***** Records to use
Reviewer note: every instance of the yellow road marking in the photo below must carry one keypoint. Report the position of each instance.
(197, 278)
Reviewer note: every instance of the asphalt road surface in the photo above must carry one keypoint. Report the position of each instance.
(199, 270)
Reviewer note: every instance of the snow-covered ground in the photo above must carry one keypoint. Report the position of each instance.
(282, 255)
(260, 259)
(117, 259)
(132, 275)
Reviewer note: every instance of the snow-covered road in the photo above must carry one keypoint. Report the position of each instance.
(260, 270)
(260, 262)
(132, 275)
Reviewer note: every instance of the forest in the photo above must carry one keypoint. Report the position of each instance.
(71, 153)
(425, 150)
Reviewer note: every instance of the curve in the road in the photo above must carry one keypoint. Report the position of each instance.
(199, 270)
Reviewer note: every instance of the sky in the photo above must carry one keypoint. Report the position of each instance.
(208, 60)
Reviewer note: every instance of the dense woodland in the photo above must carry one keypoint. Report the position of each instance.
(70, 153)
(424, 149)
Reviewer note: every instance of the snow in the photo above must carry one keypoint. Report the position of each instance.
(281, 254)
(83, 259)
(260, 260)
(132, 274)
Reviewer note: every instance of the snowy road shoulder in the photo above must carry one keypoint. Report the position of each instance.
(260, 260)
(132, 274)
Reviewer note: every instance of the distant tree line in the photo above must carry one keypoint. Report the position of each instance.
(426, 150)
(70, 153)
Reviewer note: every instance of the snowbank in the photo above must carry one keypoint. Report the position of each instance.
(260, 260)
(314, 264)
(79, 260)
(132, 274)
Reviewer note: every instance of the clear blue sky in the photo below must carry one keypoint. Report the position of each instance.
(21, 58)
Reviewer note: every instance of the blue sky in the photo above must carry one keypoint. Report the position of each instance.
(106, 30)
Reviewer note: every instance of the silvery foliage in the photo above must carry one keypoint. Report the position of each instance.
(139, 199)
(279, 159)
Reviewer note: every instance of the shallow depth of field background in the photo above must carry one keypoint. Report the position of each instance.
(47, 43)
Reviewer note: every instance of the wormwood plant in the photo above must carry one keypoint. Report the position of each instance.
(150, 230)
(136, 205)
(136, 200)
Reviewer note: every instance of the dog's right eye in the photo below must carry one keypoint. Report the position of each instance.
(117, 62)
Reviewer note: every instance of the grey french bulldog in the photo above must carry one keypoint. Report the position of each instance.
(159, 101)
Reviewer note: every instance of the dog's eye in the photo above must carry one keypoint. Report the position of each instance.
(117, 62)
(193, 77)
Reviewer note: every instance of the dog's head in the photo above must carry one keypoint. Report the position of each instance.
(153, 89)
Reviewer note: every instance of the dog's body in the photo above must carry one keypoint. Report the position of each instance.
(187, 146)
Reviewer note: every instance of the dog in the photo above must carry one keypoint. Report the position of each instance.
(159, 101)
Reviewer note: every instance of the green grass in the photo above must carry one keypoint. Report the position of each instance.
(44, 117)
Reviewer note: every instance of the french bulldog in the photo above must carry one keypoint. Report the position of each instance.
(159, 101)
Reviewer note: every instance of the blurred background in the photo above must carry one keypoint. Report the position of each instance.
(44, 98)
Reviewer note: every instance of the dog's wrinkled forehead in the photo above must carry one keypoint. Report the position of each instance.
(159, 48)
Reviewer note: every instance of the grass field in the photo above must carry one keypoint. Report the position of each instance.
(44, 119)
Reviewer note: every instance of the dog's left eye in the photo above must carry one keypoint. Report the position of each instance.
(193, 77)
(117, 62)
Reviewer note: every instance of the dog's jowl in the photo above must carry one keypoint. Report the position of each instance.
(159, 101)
**********
**Your objective**
Take every line from the one containing "Reviewer note: every instance of the dog's body" to the end of the listing and output it exactly, with nothing else.

**The output**
Reviewer note: every instance of the dog's body in the photo above must carry one keypoint. Report the position of each instance.
(187, 146)
Reviewer note: every instance of the dog in the photo above must carry one keypoint. Report the position of each instance.
(159, 101)
Reviewer note: every instance of the green grass in the photo above must carry one keypoint. Report the position of each instance.
(44, 117)
Reviewer note: every instance of the french bulldog in the photo above must carry one keypoint. Report the position of each instance.
(159, 101)
Reviewer note: every instance of the blurred background in the photo above must carry one keypoint. Report the position of each instance.
(44, 98)
Reviewer note: every instance of the dog's wrinkled forehead in the photo above must carry one keypoint. Report the position of each instance.
(159, 48)
Reviewer note: every instance of the grass field in the photo above must carry one keypoint. Report the position of each instance.
(44, 119)
Reviewer note: every instance of the dog's left eye in the photo above must carry one keypoint. Report the position of each instance.
(193, 77)
(117, 62)
Reviewer note: every instance of the dog's jowl in the photo above must carry one keypoint. Report the position of each instance.
(159, 101)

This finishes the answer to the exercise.